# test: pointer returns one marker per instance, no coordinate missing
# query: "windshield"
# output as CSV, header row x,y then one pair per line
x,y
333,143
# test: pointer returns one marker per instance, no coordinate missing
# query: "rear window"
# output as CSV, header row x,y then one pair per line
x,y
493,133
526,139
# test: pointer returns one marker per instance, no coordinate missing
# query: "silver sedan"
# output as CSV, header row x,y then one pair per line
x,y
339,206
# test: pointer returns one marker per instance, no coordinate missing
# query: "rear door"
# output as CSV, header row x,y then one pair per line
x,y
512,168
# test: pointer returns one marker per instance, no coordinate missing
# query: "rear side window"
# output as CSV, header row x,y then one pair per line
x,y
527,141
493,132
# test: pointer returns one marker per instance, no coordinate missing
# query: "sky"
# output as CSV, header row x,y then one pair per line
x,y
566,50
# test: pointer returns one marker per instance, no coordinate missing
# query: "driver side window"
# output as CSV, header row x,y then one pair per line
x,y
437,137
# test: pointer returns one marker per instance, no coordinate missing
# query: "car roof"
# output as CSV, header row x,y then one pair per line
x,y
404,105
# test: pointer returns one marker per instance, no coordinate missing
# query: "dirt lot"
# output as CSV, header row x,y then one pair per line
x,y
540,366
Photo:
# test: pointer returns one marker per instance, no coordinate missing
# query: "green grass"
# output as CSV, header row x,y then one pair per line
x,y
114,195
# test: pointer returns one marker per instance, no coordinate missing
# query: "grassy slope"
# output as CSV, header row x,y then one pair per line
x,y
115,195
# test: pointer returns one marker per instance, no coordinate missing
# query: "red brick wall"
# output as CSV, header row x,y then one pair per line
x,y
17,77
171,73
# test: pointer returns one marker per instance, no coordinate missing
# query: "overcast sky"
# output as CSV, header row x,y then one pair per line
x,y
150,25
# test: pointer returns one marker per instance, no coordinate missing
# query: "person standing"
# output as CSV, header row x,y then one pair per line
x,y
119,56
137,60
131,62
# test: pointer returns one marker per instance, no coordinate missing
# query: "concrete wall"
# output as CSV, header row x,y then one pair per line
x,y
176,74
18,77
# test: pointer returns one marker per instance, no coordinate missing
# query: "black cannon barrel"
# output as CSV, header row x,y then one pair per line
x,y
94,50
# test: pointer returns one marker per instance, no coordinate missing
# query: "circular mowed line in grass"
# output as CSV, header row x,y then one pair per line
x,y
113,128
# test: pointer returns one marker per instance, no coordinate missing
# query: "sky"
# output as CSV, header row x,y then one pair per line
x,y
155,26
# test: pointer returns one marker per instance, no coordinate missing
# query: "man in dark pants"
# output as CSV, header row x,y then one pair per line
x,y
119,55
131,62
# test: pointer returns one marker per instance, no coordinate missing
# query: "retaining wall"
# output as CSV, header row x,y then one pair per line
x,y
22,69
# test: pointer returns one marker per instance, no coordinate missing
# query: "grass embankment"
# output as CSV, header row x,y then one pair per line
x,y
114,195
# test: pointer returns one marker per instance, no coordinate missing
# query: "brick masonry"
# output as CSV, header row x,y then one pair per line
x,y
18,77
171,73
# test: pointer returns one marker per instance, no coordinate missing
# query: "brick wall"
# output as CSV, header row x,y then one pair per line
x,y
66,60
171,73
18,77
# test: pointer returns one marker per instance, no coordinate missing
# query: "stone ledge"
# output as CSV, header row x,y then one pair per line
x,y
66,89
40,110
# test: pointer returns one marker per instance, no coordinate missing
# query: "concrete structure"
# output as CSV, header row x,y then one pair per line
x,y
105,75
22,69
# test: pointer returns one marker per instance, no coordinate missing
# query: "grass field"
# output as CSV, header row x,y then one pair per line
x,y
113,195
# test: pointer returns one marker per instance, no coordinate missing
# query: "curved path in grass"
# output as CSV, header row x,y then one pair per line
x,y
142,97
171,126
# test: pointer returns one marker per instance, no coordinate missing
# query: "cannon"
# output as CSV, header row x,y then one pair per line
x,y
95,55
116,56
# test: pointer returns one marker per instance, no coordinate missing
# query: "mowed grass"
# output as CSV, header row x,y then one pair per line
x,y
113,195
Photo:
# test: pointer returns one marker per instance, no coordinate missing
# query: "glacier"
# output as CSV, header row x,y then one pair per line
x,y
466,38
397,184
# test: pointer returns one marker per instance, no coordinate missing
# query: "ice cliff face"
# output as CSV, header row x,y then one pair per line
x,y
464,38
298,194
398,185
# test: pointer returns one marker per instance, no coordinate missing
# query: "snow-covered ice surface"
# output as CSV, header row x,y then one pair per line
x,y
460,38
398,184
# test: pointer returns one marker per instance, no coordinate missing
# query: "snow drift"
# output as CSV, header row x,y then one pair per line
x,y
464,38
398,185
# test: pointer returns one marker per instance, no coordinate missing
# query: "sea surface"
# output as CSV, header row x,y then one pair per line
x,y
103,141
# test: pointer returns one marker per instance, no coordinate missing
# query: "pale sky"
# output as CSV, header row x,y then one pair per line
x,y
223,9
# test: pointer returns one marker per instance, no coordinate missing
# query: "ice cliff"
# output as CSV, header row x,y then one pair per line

WRITTEN INSTRUCTION
Please restate the data word for word, every record included.

EXPECTED ANSWER
# test: pointer returns one marker per instance, no coordinate missing
# query: "windshield"
# output as CSV, header row x,y then one pair per line
x,y
333,143
# test: pointer returns one marker per instance, no coordinate missing
# query: "rear window"
# output as CSV, header row x,y then one pair per line
x,y
493,133
526,139
# test: pointer returns one marker per instance, no coordinate missing
# query: "silver sedan"
# output as CSV, header row x,y then one pair per line
x,y
339,206
# test: pointer returns one marker per instance, no coordinate missing
# query: "rear door"
# output as CSV, header row x,y then one pair per line
x,y
512,168
# test: pointer returns one marker per instance, no coordinate missing
# query: "rear side window"
# output as CSV, header row x,y then one pair per line
x,y
527,141
493,132
# test: pointer returns one marker per instance, no coordinate missing
# query: "sky"
# output as CSV, header row x,y then one pair per line
x,y
566,50
# test: pointer returns one marker per instance, no coordinate missing
# query: "driver side window"
# output as CSV, header row x,y then one pair per line
x,y
437,137
# test: pointer returns one marker per instance, no coordinate missing
# query: "car roof"
# output as CSV, header row x,y then one pair per line
x,y
404,105
# test: pointer returns one marker per instance, no coordinate missing
# query: "dirt lot"
# output as CSV, header row x,y then one pair per line
x,y
540,366
Photo:
# test: pointer returns one marker per instance, no coordinate missing
# query: "green grass"
# output as CSV, header row x,y then one pair per line
x,y
114,195
# test: pointer returns one marker per instance, no coordinate missing
# query: "grassy slope"
# output as CSV, header row x,y then one pair per line
x,y
115,195
# test: pointer returns one marker per instance, no coordinate missing
# query: "red brick wall"
# output as CSV, header row x,y then one pair per line
x,y
17,77
171,73
# test: pointer returns one marker per instance, no coordinate missing
# query: "overcast sky"
# output as CSV, header row x,y then one pair per line
x,y
150,25
# test: pointer returns one marker per instance, no coordinate missing
# query: "person standing"
# output as CSV, header row x,y then one pair per line
x,y
119,56
137,60
131,62
# test: pointer returns one marker per instance, no coordinate missing
# query: "concrete wall"
# output as CSV, header row x,y then one pair per line
x,y
176,74
18,77
# test: pointer returns one marker per instance, no coordinate missing
# query: "black cannon barrel"
# output as CSV, header row x,y then one pair per line
x,y
94,50
# test: pointer returns one marker per instance, no coordinate missing
# query: "circular mowed line in grass"
# output as CSV, header row x,y then one pair per line
x,y
113,128
# test: pointer returns one marker per instance, no coordinate missing
# query: "sky"
# output as CSV, header row x,y then one pair per line
x,y
155,26
# test: pointer returns one marker per instance, no coordinate missing
# query: "man in dark pants"
# output as CSV, header row x,y then one pair per line
x,y
119,55
131,62
# test: pointer returns one marker per instance, no coordinate missing
# query: "retaining wall"
# output as CSV, header row x,y then one pair per line
x,y
22,69
# test: pointer returns one marker per instance, no coordinate missing
# query: "grass embankment"
# output as CSV, header row x,y then one pair per line
x,y
114,195
# test: pointer returns one marker per instance, no coordinate missing
# query: "brick masonry"
# output as CSV, header row x,y then one pair per line
x,y
18,77
171,73
# test: pointer returns one marker per instance, no coordinate missing
# query: "brick wall"
# output as CSV, header row x,y then one pair per line
x,y
66,60
171,73
18,77
# test: pointer returns one marker per instance, no coordinate missing
# query: "stone ledge"
# output as CSV, header row x,y then one pair per line
x,y
66,89
40,110
# test: pointer returns one marker per instance, no coordinate missing
# query: "concrete structure"
# output as CSV, header row x,y then one pair per line
x,y
105,75
22,69
# test: pointer returns one marker per instance, no coordinate missing
# query: "grass field"
# output as CSV, header row x,y then one pair per line
x,y
113,195
# test: pointer returns one marker per instance, no coordinate missing
# query: "curved path in grass"
# output as CSV, header row x,y then one pair per line
x,y
142,97
171,126
# test: pointer returns one marker per instance, no coordinate missing
# query: "cannon"
# output as CSV, header row x,y then one pair per line
x,y
95,55
116,56
# test: pointer returns one marker per instance, no coordinate missing
# query: "mowed grass"
# output as CSV, header row x,y then one pair per line
x,y
113,195
Photo:
# test: pointer returns one marker per instance, no coordinate missing
# query: "glacier"
# output as CSV, header row x,y then one pair per line
x,y
466,38
397,184
# test: pointer returns one marker per instance, no coordinate missing
# query: "ice cliff face"
# output as CSV, header row x,y then one pair per line
x,y
464,38
298,194
398,185
# test: pointer returns one marker per instance, no coordinate missing
# query: "snow-covered ice surface"
# output as CSV, header row x,y then one pair per line
x,y
460,38
398,184
# test: pointer returns one marker per instance, no coordinate missing
# query: "snow drift"
# output as CSV, header row x,y then one pair per line
x,y
464,38
398,185
# test: pointer returns one marker per instance, no coordinate missing
# query: "sea surface"
# output as CSV, header row x,y then one pair per line
x,y
103,141
# test: pointer returns one marker per instance, no coordinate missing
# query: "pale sky"
# output as CSV, header row x,y then one pair per line
x,y
223,9
# test: pointer returns one marker per instance, no coordinate missing
# query: "ice cliff"
# output as CSV, header row x,y then one pair per line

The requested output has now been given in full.